:: SHORT PROBLEM ::
Find "Pick out every instance of the corrugated" in the data, then restate the line it sits in and every later line word for word, ending with the last line.

:: DATA PROVIDED ::
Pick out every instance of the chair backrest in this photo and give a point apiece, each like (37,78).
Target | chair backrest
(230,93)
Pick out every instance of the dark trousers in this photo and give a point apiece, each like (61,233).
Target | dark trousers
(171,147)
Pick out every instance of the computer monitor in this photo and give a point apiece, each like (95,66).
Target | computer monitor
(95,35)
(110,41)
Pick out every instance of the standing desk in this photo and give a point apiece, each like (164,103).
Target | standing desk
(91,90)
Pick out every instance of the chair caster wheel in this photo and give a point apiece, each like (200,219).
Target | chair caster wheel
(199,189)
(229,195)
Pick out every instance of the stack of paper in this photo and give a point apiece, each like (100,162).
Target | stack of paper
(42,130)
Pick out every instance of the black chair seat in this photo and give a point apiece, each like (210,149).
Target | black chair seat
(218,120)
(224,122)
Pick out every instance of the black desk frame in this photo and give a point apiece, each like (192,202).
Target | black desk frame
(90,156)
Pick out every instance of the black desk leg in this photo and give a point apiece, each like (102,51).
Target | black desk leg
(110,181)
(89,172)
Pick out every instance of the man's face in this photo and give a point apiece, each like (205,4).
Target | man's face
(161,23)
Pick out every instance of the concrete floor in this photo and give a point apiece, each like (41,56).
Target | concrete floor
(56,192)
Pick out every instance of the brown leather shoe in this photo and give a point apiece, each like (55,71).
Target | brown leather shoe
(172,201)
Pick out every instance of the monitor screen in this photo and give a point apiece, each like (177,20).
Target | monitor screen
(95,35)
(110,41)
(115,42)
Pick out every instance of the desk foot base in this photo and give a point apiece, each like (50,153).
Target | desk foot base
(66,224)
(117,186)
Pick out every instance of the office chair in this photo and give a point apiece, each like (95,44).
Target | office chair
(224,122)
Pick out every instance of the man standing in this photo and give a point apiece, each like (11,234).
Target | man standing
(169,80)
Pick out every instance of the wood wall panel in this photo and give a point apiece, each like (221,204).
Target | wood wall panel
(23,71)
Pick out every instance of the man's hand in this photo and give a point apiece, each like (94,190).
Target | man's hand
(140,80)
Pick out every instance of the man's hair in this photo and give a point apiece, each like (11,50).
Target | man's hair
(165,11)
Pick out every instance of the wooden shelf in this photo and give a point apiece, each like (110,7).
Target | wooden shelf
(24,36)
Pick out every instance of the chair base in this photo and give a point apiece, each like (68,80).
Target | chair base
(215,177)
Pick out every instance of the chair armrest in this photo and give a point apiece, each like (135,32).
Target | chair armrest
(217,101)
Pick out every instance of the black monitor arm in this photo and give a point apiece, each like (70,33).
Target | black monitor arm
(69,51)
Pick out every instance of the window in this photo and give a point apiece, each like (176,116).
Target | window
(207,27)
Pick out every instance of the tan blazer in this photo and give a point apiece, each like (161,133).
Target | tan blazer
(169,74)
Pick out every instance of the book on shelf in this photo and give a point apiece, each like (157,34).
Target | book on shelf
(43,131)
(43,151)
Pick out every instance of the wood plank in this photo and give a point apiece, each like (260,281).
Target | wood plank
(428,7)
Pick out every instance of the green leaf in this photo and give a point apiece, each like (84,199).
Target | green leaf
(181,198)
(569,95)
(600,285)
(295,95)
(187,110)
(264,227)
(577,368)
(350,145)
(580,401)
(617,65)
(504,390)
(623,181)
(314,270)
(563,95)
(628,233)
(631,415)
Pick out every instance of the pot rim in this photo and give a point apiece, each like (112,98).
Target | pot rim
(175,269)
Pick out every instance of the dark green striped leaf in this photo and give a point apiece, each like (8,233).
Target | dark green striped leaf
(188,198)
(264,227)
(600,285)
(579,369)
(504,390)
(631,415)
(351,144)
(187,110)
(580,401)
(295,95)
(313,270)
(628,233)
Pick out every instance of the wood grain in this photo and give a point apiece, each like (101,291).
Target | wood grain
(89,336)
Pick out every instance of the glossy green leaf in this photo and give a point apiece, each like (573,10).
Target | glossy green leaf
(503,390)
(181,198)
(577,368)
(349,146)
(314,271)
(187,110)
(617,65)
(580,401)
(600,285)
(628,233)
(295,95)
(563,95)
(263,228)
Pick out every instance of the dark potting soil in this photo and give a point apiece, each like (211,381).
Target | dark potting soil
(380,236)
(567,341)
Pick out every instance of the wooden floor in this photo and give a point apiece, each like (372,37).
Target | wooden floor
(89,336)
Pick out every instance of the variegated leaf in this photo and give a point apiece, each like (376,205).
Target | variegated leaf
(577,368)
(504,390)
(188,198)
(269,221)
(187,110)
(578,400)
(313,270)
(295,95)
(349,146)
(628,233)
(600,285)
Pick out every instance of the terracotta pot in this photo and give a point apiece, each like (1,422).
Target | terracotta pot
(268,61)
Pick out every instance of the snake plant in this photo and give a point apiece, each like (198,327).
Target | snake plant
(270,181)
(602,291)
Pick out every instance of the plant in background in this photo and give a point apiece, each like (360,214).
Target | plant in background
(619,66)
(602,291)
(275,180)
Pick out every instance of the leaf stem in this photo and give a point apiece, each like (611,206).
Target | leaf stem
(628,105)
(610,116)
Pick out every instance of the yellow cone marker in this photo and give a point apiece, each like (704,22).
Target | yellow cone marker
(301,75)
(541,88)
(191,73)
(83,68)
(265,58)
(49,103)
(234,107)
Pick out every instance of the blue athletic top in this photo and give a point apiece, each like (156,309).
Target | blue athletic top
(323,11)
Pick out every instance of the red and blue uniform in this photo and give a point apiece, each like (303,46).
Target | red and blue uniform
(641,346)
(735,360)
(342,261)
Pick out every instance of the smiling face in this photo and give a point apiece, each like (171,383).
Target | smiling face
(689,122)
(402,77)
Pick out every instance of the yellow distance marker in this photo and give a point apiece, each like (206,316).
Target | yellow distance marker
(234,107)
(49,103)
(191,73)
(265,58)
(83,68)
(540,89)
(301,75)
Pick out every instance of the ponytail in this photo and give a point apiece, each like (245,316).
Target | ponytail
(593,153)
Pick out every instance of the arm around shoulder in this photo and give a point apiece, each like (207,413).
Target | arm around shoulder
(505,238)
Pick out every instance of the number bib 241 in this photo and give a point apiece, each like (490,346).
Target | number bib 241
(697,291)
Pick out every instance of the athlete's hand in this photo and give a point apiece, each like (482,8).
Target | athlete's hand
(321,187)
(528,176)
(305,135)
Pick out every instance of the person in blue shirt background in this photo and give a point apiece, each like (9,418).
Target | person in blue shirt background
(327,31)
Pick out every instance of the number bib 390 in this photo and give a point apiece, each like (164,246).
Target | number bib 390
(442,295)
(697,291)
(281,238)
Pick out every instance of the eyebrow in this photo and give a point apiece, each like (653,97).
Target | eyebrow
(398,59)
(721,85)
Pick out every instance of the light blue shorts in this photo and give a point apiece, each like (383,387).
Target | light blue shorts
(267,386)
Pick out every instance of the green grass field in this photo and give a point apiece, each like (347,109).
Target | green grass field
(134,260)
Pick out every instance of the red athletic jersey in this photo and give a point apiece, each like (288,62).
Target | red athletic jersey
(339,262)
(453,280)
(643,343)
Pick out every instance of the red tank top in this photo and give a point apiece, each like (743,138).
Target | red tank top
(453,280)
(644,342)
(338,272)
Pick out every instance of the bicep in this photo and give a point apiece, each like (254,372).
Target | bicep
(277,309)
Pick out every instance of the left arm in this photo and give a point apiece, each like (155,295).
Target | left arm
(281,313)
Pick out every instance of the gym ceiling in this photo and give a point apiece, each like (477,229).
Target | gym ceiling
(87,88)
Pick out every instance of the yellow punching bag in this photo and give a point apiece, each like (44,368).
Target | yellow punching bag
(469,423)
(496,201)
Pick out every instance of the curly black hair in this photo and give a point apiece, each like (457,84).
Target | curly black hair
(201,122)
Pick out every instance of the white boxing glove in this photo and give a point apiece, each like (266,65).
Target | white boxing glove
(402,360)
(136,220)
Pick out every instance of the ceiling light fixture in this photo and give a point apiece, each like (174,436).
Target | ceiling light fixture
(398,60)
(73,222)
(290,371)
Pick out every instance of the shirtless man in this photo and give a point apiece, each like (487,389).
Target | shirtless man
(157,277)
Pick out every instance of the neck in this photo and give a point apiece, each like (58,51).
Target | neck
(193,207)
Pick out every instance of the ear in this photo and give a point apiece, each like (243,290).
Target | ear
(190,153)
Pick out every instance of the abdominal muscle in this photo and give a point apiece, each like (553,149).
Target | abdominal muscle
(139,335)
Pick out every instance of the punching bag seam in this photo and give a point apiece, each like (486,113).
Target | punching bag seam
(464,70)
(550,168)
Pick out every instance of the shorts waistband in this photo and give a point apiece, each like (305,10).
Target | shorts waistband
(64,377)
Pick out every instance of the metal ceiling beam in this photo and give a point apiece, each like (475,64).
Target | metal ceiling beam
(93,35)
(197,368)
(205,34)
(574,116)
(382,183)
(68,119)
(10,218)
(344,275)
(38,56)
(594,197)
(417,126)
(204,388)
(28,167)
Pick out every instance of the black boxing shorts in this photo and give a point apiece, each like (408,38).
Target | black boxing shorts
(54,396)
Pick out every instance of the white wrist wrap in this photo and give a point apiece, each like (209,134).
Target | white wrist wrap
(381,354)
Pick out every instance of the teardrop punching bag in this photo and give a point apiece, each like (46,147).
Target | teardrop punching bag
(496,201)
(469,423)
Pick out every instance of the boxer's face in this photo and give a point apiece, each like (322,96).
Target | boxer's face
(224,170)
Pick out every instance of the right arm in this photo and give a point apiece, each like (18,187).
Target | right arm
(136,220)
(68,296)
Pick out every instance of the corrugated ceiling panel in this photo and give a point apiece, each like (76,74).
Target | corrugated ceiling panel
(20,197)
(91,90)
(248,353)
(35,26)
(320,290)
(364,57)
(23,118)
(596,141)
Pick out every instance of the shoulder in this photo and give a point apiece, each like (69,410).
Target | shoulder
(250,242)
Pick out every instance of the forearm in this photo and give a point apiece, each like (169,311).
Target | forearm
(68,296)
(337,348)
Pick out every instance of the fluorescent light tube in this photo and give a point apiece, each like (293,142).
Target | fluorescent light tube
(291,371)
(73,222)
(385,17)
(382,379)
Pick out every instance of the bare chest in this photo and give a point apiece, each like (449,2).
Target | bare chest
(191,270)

:: TASK RESPONSE ::
Pick out every instance of the corrugated ceiling panel in this photo and give a point apiece, each like (76,74).
Target | corrugated ceiling panel
(20,197)
(91,90)
(248,353)
(35,26)
(320,290)
(364,57)
(23,118)
(596,141)
Pick out every instance of the shoulder in this photo and give a point apiece, each like (69,410).
Target | shoulder
(250,242)
Pick out every instance of the forearm in this photo and give a point apiece, each like (169,311).
Target | forearm
(68,296)
(337,348)
Pick out every instance of the fluorescent light tube in this photo and give a point apiece, each like (293,142).
Target | fluorescent light tube
(291,371)
(73,222)
(385,17)
(382,379)
Pick out every instance of the bare chest in this photo and give a point apiece, each like (449,2).
Target | bare chest
(191,270)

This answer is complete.